Цитируемый текст =>
Ключ громыхает в теснине. Осторожно чтобы не спугнуть стрекоз на тальнинах, весь от нежного кончика спиннинга до болотных бахил просачиваюсь сквозь решето веток к воде. Левый прижим ободранный край сопки тяжелая еловая тень поверх серебряных костей ильмов, белый бурун рвущий кромку воды в изумрудной завораживающей глубины ямине и там где ярчайшее солнце пробиваясь сквозь нависающий полумрак в водяную пыль едва различимой на краешке цветов радугой на замшелом валуне выдра грызет крупного хариуса.
будь осторожней
на перекатах,
зимняя шапка.
Начинался 1945 год. Давно пали Рабаул и Трук, Объединенный флот лежал на океанском дне от Гуадалканала до залива Лейте. Кое где Империя еще держалась за океан когтями гарнизонов умирающих от голода на коралловых атоллах среди тропической роскоши, за которую десятилетия спустя люди будут платить золотом. Все уже было решено. Япония вышила на левом предплечье знак «плывущая хризантема» и готовилась погибнуть за императора.

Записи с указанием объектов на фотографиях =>
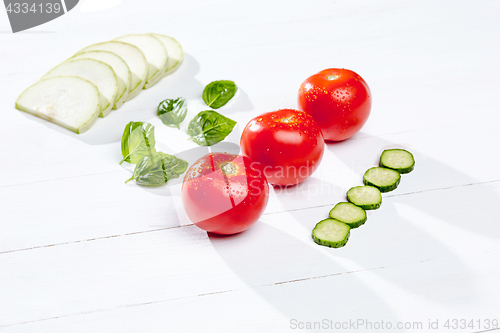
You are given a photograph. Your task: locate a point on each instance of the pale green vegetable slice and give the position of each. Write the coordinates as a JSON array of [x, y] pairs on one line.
[[132, 56], [119, 67], [71, 102], [366, 197], [397, 159], [97, 72], [155, 53], [174, 52]]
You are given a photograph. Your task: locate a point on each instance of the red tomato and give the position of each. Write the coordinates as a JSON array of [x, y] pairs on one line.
[[224, 194], [338, 99], [288, 143]]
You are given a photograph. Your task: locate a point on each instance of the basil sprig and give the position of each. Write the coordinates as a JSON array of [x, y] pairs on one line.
[[153, 168], [216, 94], [209, 127], [138, 140], [158, 169], [172, 112]]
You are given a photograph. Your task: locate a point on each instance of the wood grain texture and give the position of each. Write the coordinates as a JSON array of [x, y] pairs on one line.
[[80, 251]]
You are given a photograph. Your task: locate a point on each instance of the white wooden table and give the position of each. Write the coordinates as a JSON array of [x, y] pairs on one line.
[[80, 251]]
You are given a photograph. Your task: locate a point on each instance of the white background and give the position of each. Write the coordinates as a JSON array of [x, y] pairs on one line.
[[80, 251]]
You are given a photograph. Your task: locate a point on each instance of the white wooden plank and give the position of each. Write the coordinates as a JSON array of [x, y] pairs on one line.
[[80, 251], [399, 258]]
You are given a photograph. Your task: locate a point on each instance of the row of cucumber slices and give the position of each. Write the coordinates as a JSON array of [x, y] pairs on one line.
[[99, 78], [335, 231]]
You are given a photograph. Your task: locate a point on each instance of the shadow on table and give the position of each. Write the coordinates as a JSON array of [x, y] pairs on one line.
[[387, 239], [280, 267]]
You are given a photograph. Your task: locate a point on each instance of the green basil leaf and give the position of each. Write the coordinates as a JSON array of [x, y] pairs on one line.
[[172, 111], [209, 127], [157, 169], [216, 94], [138, 140]]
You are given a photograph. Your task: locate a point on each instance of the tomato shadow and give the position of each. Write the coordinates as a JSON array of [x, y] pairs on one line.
[[400, 234], [302, 282], [239, 103], [142, 108]]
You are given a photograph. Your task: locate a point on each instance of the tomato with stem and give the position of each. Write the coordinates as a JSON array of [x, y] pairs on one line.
[[339, 100]]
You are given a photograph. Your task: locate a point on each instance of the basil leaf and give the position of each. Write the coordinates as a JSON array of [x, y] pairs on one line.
[[209, 127], [172, 111], [138, 140], [157, 169], [216, 94]]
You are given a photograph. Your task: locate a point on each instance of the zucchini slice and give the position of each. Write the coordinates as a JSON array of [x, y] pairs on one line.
[[366, 197], [70, 102], [348, 213], [384, 179], [331, 233], [94, 71], [397, 159]]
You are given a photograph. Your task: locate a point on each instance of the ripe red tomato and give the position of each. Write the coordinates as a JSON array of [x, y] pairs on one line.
[[287, 143], [224, 193], [338, 99]]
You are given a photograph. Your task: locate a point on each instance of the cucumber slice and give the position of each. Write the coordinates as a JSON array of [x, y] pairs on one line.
[[397, 159], [134, 58], [174, 52], [70, 102], [155, 53], [97, 72], [366, 197], [331, 233], [119, 67], [349, 214], [384, 179]]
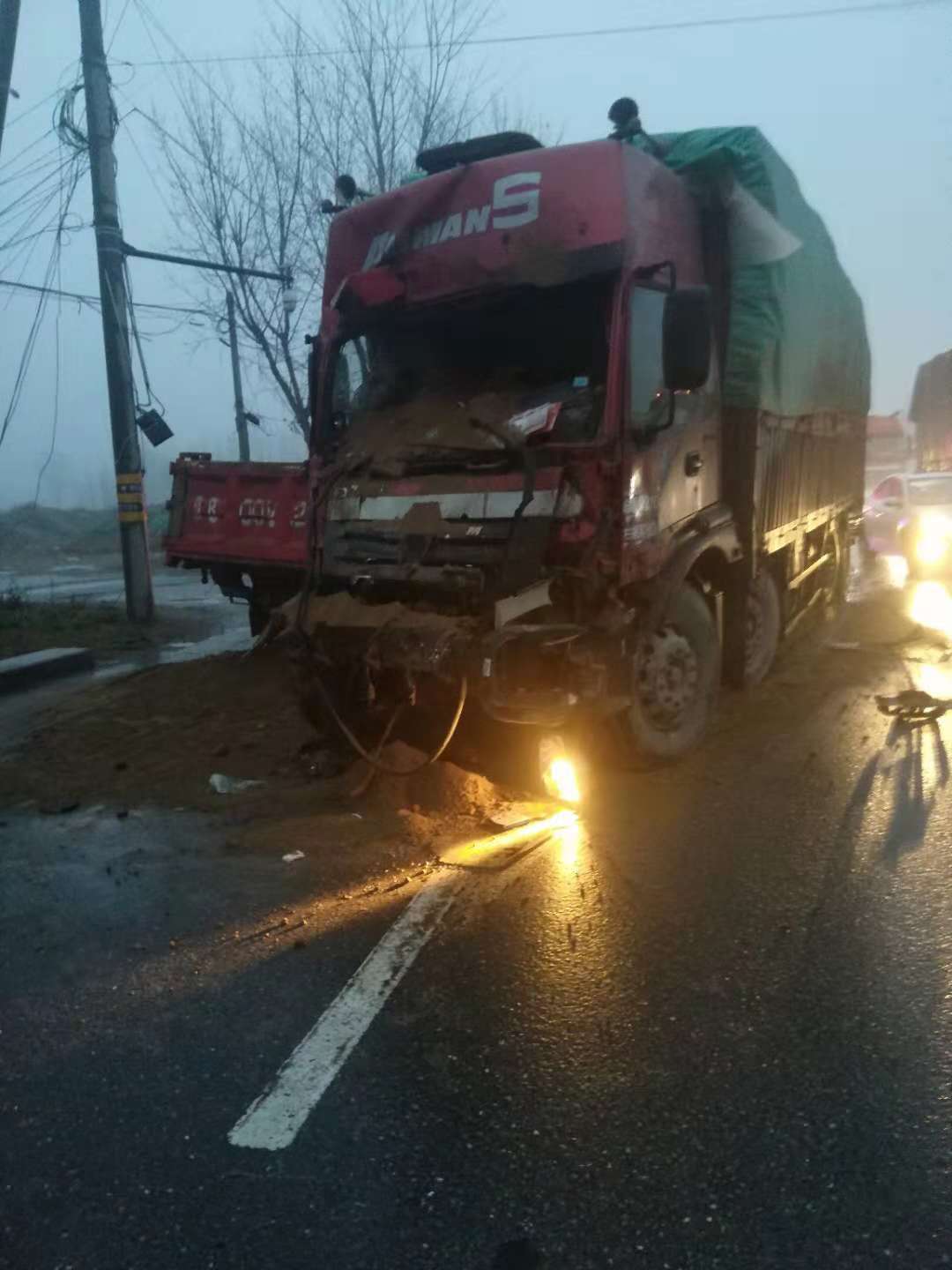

Задания =>
**1)** Назовите всех животных, которые упоминаются в цитируемом тексте.
**2)** Продолжите цитируемый текст о Японии в начале 1945 года, начав сразу после его последнего предложения.

Ответы =>
**1)** Стрекозы, выдра, хариус.

**2)**
Преимущество противника было абсолютным и подавляющим. В середине февраля американский флот вторжения вышел курсом на острова метрополии. Сайпан, Ивадзима, Окинава – всего лишь ступеньки на эшафот, но в море американские корабли встретил чудовищный тайфун. Те, кто прошел сквозь него, рассказывали удивительные вещи, о том, что ветер преследовал эскадру на любом курсе о том что он рвал на куски самолеты, выстроенные на палубах авианосцев и сминал как бумагу борта легких кораблей, о том что волны в чудовищной пляске теряли направление и логику, небо меняло цвета и обрушивалось на палубы снова и снова. В сражении с ветром американцы потерпели поражение и понесли тяжелые потери, погибли десятки самолетов и сотни людей, корабли вернулись в гавани для ремонта.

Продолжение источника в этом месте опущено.